ELENCO DEI COMPITI
• 1. Elenca gli anni scritti in quattro cifre nel testo sulla Tunisia, ciascuno una sola volta e nell'ordine in cui compaiono per la prima volta.
• 2. Trascrivi fedelmente il passo del testo sulla Tunisia che va da "È infatti interesse" fino a "di Anis Amri.".

TESTO PROPOSTO
────────────────

Inoltre il suo governo – che si concluse nel 2011 con l’esilio in Arabia Saudita – oltre a ricevere il sostegno economico e militare da alcune nazioni europee (come l’Italia e la Francia), fu sostenuto in modo decisivo dagli Stati Uniti allo scopo di contrastare il terrorismo islamico.

A tale proposito è opportuno ricordare che dagli anni 50 Tunisia e Stati Uniti hanno posto in essere accordi bilaterali sia in materia di assistenza tecnica ed economica che in ambito militare. Inoltre, grazie al partenariato economico tra Usa e Nord Africa (Usnaep), volto a favorire gli investimenti nel Maghreb, la Tunisia ha ricevuto più di 4 milioni di dollari dagli Usa tra il 2001 ed il 2003 ed è divenuto membro della Trans-Saharian Counter-Terrorism Initiative. 

A tale proposito non c’è dubbio che il ruolo degli Stati Uniti sia di estrema rilevanza, come dimostrano sia gli ingenti finanziamenti di circa 335 milioni di dollari per cinque anni da parte della’Agenzia per lo sviluppo internazionale degli Stati Uniti (UsAid), sia il fatto che dopo l’incontro del 17 luglio 2019 tra funzionari americani, tunisini e libici, è nata l’esigenza di porre in essere un partenariato strategico tra Tunisia e Usa e un più efficiente coordinamento tra i paesi che confinano con la Libia per contenere la azione offensiva terroristica.

È infatti interesse degli Usa, come della Francia e dell’Italia, evitare che la Tunisia possa diventare una polveriera di instabilità politica che non farebbe altro che alimentare il terrorismo nel Nordafrica e in Medio oriente. Non dobbiamo infatti dimenticare da un lato che nel febbraio 2018 il Parlamento europeo ha considerato la Tunisia come un paese che alimenta il riciclaggio di denaro per finanziare il terrorismo, e dall’altro lato che i foreign fighters tunisini hanno posto in essere azioni terroristiche in Siria, in Iraq e in Europa, in particolare a Nizza il 14 luglio 2016 ad opera di Mohamed Lahouaiej-Bouhlel, e a Berlino il 19 dicembre 2016 ad opera di Anis Amri.

────────────────

CONTENUTO DEL MATERIALE
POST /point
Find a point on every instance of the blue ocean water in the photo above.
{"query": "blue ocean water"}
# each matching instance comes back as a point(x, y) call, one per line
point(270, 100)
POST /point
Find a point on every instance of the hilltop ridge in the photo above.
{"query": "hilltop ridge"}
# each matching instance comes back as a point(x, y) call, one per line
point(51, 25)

────────────────

SOLUZIONI PROPOSTE
• 1. 2011, 2001, 2003, 2019, 2018, 2016

• 2.
È infatti interesse degli Usa, come della Francia e dell’Italia, evitare che la Tunisia possa diventare una polveriera di instabilità politica che non farebbe altro che alimentare il terrorismo nel Nordafrica e in Medio oriente. Non dobbiamo infatti dimenticare da un lato che nel febbraio 2018 il Parlamento europeo ha considerato la Tunisia come un paese che alimenta il riciclaggio di denaro per finanziare il terrorismo, e dall’altro lato che i foreign fighters tunisini hanno posto in essere azioni terroristiche in Siria, in Iraq e in Europa, in particolare a Nizza il 14 luglio 2016 ad opera di Mohamed Lahouaiej-Bouhlel, e a Berlino il 19 dicembre 2016 ad opera di Anis Amri.